===== Extract provided

Old before their time: Cognitive impairment and Idiopathic Epilepsy in dogs

An interesting set of three papers documenting the association between cognitive impairment and idiopathic epilepsy (IE) came out of the RVC this year. This is important as IE is the most common neurological condition in dogs with an onset of 6 months to 6 years. There is already evidence for increased anxiety and ‘ADHD-like behaviour’ in canine patients with IE but little in association with cognitive function. Research into this area could aid future treatment plans and improve owner expectations.

The PLoS ONE study with 4051 dogs showed good evidence that dogs with IE undergo cognitive decline with symptoms similar to canine cognitive disorder (CCD) or ‘canine dementia’. Dogs with IE exhibit a high risk at a low age which is in contrast to the normal and intuitive slow increase in risk through to middle age with an exponential increase in old age. This is illustrated nicely in the graphic below. This is a well recognised phenomenon in human medicine and in humans IE is also associated with an increased risk of co-morbidities such as dementia and Alzheimer’s disease in later life.

 

   Fig 1. Probability of being affected by canine cognitive dysfunction (CCD) by age in dogs with epilepsy (n = 286) and controls (n = 3765).  https://doi.org/10.1371/journal.pone.0192182

 Fig 1. Probability of being affected by canine cognitive dysfunction (CCD) by age in dogs with epilepsy (n = 286) and controls (n = 3765). https://doi.org/10.1371/journal.pone.0192182

Canine patients with IE were shown to be less trainable, more easily distracted, less likely to listen to their owners, have an increased failure to recognise familiar people, unintentional pacing and had increased difficulty finding food dropped on the floor. Those treated with traditional IE medication where also found to be worse in these metrics. This isn’t surprising as people in receipt of anti-epileptic drugs have long been shown to have a similar deterioration. To an owner this may present as a lack of obedience. The RVC has shown that owners in the face of this deterioration have resorted to using negative training devices. This illustrates our role to inform owners and prevent these negative training devices from being used.

The evidence also suggests that dogs with a previous history of obedience training before the onset of IE had less cognitive decline. Further investigation could assess a use case for cognitive guarding/prophylaxis in dogs and people by engaging in potentially neuroprotective mental training prior to the onset of IE.

Another interesting point from this data was that smaller dogs (<15kg) were shown to have a large increase in risk for canine cognitive dysfunction when compared to their heavier counterparts (Fig 2.).

==========
===== Given records

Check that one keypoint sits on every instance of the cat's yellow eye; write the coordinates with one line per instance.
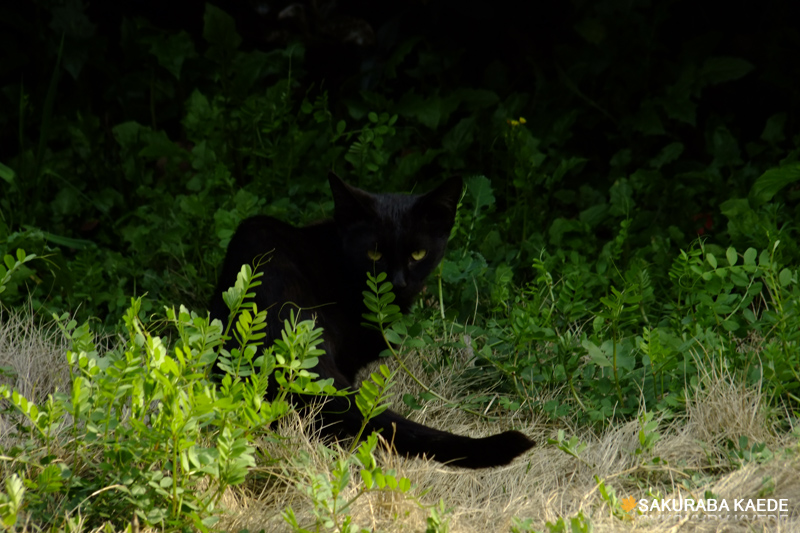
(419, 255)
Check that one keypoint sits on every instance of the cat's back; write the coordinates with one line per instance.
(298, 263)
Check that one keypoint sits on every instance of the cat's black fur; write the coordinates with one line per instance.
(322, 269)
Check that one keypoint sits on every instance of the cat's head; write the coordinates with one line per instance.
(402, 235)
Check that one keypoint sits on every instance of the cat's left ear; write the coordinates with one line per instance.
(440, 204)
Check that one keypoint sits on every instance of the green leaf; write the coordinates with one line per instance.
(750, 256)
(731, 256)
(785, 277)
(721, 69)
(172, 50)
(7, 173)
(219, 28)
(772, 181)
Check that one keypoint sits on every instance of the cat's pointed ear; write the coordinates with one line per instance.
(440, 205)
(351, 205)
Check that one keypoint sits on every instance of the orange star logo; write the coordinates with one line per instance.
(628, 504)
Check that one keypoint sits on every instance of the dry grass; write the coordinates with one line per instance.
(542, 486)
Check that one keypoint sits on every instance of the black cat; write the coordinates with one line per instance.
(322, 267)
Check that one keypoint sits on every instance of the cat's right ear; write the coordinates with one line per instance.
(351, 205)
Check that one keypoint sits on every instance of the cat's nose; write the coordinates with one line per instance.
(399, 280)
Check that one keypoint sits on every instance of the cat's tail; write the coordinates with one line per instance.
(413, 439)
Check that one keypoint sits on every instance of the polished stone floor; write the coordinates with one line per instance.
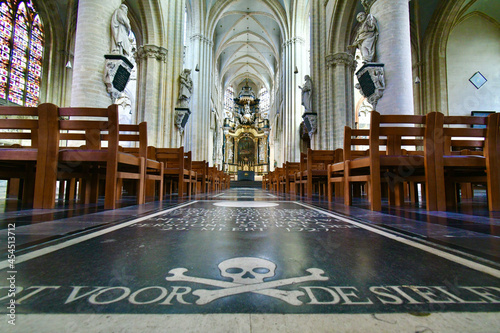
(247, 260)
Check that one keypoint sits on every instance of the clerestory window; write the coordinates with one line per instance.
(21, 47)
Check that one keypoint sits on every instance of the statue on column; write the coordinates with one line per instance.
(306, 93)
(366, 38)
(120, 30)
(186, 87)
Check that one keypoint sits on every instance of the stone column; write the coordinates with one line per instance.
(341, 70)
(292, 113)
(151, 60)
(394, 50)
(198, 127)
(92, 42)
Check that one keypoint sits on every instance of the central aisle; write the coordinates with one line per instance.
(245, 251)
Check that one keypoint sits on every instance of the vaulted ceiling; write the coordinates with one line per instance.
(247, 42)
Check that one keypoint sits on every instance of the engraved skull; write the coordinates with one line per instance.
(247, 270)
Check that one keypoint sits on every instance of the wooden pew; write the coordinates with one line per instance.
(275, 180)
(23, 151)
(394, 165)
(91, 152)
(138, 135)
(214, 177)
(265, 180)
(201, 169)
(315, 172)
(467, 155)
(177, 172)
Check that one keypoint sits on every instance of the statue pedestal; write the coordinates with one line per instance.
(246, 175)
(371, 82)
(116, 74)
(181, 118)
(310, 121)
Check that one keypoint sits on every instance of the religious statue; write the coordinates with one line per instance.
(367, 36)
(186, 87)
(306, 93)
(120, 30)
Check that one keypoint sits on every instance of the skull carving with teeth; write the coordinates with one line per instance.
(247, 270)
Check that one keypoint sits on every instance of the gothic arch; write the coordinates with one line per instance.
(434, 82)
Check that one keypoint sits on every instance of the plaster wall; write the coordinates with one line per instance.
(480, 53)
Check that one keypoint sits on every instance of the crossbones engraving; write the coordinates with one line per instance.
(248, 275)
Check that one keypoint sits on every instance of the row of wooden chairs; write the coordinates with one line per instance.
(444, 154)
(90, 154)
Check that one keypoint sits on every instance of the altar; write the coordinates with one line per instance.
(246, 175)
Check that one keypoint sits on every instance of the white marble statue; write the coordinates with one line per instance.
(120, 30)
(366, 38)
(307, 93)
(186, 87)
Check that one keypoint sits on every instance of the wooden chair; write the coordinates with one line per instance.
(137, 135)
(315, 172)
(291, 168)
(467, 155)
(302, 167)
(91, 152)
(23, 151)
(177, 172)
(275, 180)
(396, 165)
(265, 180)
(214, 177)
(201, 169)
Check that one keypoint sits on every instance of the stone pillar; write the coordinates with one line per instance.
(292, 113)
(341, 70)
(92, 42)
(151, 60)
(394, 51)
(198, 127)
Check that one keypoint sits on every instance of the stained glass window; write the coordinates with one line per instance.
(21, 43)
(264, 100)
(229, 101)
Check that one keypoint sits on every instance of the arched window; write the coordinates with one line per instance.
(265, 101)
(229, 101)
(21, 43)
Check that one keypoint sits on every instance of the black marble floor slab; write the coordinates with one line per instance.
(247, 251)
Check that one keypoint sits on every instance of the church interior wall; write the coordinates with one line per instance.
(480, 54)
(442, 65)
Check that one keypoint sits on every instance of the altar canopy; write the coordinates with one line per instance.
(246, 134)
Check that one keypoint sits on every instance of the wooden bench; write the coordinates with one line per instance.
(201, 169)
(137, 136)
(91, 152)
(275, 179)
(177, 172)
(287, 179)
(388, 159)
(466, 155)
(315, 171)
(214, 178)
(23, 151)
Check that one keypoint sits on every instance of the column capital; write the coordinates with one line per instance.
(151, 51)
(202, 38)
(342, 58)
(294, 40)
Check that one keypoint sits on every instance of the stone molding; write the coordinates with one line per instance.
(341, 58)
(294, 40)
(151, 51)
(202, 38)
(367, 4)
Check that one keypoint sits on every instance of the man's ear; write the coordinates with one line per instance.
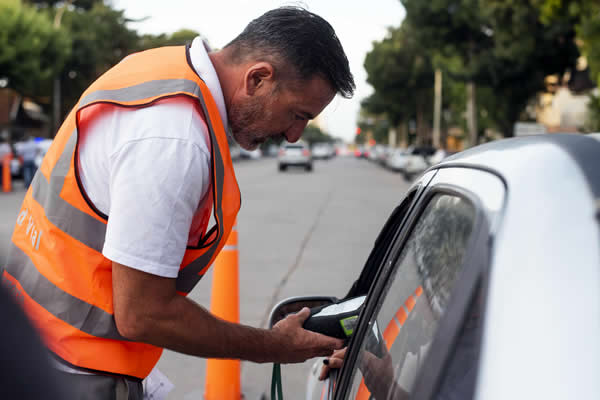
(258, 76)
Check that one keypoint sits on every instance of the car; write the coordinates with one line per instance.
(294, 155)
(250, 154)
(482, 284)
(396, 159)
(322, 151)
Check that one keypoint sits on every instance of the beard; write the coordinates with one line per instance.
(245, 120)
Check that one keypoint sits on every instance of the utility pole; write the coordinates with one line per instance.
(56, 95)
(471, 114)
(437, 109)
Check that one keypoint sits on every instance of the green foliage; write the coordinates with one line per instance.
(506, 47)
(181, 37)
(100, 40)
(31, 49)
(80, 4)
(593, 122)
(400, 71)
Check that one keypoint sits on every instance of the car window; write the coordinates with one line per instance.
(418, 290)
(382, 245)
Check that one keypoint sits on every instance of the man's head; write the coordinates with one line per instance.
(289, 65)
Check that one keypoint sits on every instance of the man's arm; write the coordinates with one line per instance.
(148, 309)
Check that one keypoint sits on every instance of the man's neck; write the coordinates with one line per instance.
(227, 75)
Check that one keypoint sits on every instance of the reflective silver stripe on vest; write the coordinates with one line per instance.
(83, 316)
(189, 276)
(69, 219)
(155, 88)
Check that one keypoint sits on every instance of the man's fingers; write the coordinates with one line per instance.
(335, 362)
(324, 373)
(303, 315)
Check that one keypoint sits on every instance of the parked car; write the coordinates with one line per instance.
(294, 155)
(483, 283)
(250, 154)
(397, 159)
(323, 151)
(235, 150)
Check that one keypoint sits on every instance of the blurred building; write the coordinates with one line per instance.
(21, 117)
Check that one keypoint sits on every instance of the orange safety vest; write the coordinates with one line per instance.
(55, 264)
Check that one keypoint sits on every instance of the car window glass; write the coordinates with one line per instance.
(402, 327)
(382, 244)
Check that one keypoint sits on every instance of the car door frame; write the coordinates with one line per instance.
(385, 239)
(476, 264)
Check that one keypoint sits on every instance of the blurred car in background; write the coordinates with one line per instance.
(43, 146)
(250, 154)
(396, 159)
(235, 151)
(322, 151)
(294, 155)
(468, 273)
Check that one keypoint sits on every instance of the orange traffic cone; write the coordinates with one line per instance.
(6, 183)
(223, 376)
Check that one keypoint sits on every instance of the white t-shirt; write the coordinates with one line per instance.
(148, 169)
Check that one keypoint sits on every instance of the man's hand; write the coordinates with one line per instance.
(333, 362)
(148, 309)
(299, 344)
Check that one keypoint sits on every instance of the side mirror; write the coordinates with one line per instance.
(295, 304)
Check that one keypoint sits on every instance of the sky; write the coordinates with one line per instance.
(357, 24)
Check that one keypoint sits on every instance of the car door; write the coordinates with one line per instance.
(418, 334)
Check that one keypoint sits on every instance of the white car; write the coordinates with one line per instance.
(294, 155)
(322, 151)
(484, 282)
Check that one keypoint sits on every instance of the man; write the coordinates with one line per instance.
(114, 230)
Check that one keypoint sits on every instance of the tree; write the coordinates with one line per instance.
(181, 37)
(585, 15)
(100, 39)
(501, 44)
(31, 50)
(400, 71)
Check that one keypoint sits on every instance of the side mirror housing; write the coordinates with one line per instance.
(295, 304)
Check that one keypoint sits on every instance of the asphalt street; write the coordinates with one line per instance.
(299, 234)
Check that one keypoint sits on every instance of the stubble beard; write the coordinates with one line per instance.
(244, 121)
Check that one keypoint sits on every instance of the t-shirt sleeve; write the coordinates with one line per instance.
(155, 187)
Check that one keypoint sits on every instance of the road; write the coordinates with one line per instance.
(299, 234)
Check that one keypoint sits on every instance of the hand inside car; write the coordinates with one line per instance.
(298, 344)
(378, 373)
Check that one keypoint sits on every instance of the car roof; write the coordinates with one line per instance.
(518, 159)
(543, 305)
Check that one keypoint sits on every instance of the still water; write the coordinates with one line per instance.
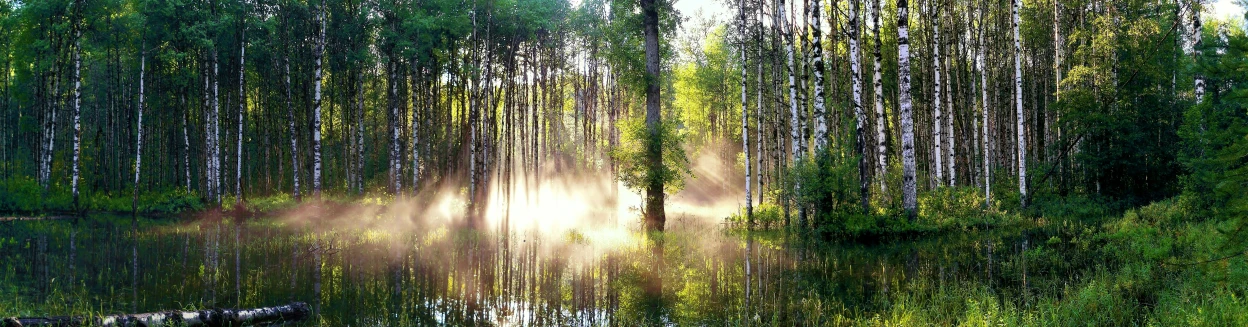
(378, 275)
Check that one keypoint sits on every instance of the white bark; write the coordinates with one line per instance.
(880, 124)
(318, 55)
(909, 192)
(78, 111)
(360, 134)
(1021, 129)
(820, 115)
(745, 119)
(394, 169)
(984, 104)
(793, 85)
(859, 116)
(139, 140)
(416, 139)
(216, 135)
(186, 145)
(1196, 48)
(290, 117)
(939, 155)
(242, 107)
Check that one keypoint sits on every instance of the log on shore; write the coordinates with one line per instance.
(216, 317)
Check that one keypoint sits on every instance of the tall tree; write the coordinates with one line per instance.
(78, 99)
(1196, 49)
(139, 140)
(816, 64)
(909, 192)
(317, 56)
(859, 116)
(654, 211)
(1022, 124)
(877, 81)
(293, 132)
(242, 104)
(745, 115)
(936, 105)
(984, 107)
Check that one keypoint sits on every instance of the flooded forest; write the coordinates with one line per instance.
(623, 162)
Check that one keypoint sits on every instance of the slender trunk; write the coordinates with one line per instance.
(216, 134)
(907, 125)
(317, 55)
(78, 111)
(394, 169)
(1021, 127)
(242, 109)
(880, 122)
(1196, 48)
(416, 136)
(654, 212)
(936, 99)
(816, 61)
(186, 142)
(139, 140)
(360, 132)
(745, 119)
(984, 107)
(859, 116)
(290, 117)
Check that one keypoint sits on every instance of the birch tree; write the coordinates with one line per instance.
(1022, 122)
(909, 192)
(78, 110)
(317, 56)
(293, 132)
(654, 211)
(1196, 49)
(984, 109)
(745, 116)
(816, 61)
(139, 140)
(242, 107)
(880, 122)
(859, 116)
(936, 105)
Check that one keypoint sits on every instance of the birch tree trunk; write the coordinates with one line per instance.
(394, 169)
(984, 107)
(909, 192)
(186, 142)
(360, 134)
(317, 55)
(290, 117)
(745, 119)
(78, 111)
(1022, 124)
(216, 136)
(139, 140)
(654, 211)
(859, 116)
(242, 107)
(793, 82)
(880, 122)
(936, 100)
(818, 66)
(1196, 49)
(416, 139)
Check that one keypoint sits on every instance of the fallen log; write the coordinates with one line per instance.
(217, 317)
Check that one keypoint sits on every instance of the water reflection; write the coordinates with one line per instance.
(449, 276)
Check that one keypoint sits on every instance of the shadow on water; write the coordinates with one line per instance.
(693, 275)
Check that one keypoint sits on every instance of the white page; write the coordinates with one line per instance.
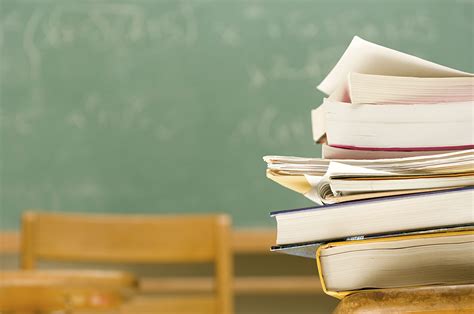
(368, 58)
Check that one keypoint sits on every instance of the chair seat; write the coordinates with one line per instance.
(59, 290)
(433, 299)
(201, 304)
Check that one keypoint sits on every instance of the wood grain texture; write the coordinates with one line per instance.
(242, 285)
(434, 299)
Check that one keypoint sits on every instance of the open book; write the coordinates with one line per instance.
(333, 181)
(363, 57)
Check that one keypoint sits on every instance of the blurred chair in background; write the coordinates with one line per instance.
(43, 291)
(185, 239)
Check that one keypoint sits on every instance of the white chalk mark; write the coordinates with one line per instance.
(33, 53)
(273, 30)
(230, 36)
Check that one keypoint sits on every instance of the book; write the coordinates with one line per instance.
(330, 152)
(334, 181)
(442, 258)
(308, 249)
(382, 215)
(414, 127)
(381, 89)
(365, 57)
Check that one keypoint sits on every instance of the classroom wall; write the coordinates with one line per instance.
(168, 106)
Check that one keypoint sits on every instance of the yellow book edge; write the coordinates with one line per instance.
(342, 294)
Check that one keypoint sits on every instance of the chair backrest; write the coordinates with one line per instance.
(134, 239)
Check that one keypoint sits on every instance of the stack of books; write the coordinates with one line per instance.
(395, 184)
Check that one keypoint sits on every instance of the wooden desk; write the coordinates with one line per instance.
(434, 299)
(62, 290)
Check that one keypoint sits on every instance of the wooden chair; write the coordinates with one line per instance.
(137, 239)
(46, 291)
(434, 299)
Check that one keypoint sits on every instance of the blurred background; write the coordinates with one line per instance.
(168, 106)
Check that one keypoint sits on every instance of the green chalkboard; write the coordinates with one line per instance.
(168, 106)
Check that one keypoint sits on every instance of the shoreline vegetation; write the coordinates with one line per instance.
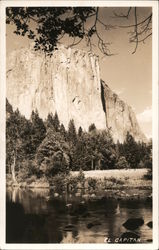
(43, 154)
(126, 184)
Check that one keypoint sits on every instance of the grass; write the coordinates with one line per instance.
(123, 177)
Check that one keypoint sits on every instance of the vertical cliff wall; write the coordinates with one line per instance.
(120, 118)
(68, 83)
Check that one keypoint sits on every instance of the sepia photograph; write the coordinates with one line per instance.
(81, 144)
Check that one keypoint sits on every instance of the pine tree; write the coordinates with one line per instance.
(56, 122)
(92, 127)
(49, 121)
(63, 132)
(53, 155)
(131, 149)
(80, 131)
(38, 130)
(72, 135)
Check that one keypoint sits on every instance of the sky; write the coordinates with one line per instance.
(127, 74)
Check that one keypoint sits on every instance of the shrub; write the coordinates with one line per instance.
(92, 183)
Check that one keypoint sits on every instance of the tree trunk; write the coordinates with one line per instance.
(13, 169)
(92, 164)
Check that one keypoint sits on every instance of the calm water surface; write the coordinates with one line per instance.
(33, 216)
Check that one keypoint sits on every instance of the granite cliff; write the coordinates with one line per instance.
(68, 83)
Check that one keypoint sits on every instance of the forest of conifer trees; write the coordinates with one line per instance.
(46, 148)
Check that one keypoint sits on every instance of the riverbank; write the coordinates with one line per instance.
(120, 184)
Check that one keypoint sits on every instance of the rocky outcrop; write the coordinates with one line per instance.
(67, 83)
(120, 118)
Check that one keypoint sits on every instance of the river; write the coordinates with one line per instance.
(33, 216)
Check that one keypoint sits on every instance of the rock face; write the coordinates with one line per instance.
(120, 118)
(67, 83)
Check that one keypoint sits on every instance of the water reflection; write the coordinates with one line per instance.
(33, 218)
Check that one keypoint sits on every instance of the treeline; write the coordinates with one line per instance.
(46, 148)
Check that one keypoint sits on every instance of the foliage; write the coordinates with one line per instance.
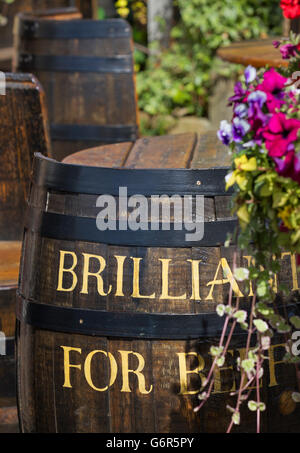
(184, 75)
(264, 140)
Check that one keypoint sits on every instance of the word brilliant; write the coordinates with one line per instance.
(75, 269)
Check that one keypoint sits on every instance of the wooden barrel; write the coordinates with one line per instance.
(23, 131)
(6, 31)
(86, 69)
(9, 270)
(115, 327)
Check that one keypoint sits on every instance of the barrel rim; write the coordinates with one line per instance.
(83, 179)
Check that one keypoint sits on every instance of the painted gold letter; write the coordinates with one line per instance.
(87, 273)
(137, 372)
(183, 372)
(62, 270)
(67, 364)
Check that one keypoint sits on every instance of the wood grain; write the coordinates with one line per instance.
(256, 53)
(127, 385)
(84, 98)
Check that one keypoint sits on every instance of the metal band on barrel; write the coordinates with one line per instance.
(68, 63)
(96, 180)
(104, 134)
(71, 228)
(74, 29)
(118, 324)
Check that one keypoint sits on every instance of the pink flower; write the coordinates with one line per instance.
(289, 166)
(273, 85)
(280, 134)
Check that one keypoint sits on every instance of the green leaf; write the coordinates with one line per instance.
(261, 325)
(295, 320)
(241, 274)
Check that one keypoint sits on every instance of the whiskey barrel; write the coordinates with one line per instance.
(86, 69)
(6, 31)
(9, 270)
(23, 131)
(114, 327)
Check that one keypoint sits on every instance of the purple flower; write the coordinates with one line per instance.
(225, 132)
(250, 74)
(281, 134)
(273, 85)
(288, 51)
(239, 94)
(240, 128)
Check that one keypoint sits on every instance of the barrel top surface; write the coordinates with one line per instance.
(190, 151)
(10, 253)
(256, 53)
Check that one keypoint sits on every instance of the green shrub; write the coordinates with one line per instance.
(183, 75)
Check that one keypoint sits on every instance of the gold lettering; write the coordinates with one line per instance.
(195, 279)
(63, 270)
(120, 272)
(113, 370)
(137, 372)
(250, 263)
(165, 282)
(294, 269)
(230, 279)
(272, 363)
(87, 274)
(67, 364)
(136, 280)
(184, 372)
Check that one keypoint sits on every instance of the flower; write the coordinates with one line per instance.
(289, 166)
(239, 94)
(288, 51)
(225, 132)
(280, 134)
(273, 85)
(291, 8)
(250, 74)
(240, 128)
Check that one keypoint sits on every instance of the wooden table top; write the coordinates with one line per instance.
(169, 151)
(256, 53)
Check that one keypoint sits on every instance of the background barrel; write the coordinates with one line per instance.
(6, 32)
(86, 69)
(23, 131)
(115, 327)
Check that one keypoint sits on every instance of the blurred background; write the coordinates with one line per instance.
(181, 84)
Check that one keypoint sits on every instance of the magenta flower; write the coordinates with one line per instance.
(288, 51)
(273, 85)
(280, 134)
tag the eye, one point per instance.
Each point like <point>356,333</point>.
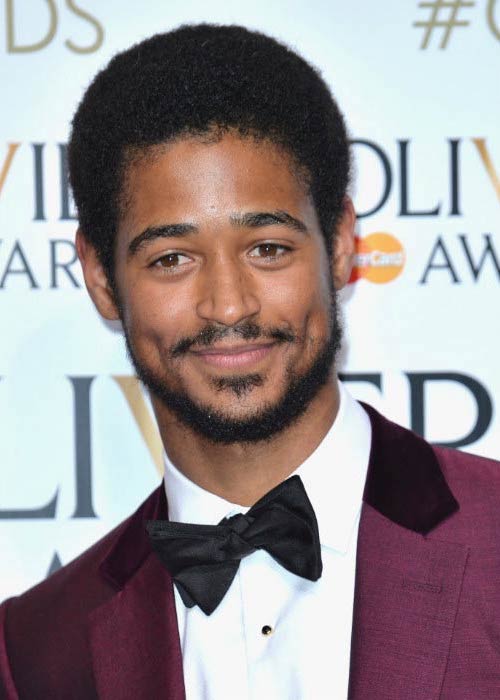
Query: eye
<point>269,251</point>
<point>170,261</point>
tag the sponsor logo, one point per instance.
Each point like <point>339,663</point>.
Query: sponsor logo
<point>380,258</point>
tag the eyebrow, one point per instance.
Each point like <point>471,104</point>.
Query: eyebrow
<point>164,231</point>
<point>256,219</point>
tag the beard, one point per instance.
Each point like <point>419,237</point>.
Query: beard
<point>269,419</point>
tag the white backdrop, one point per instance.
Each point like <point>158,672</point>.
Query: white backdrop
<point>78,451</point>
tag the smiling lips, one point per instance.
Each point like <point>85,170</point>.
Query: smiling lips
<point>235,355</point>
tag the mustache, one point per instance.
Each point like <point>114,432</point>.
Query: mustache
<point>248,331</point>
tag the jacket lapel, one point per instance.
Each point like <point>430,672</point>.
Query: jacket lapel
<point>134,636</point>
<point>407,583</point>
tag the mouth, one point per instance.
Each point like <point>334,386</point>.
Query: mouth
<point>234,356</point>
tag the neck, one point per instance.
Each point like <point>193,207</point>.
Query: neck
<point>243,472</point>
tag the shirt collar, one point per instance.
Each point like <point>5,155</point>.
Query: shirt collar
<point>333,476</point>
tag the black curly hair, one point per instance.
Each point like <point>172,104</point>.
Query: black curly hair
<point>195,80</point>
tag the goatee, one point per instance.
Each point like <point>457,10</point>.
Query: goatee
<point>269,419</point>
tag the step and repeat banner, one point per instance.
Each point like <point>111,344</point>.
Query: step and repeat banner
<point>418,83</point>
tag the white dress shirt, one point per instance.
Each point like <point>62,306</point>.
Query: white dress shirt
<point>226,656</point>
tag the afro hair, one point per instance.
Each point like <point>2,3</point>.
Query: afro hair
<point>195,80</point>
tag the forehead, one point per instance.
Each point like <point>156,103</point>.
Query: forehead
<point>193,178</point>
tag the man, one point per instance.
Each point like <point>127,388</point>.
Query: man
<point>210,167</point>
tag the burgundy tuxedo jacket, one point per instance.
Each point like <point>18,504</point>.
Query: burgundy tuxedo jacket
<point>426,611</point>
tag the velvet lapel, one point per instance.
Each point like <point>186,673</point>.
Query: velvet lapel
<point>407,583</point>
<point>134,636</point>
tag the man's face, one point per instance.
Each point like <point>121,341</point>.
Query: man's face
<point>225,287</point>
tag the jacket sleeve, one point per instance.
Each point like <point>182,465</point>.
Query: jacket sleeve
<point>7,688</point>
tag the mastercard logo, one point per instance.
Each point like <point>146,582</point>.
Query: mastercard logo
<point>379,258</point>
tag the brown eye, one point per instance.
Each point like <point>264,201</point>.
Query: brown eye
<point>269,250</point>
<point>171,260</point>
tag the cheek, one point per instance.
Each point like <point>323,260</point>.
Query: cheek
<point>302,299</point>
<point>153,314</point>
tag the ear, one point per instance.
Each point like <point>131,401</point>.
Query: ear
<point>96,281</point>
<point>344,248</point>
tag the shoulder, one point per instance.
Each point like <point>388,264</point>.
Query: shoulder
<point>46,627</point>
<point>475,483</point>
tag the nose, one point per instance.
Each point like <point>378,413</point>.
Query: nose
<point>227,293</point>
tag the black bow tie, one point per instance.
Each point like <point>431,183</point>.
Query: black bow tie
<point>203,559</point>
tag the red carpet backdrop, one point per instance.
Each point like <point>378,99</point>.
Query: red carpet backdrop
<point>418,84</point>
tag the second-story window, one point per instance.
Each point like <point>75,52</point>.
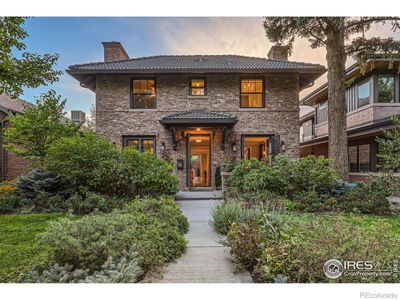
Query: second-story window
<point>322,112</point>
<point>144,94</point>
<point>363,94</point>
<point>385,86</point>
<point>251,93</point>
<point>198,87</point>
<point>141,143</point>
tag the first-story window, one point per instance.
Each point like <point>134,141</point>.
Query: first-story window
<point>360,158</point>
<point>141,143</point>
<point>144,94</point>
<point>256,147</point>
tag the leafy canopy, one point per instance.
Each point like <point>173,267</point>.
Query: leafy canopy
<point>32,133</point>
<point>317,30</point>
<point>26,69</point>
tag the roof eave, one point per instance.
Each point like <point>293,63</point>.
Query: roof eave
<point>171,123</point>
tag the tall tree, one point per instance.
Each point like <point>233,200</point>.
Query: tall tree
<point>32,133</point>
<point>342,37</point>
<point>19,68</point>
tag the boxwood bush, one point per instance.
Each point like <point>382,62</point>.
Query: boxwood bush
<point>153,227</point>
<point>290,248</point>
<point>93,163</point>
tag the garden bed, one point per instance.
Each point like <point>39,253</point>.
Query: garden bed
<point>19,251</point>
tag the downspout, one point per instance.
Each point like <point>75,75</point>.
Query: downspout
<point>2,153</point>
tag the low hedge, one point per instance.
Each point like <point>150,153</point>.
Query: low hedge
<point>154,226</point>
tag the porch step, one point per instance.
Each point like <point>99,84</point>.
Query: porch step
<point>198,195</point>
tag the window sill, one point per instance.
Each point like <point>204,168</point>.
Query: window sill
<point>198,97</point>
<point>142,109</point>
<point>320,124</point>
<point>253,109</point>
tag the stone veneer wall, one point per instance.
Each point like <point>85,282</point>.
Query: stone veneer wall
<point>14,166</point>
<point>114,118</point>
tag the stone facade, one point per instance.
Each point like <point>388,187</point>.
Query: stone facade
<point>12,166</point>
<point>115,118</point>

==========

## Task goal:
In two sentences, summarize the article on cognitive impairment and idiopathic epilepsy in dogs. The listing stands apart from the article and is separate material.

## Reply to the task:
Research from the RVC, including a PLoS ONE study of 4051 dogs, showed that dogs with idiopathic epilepsy undergo cognitive decline similar to canine cognitive disorder and face a high risk of it at a low age. Affected dogs were less trainable and more easily distracted, those on traditional medication scored worse, and dogs with obedience training before the onset of epilepsy showed less decline.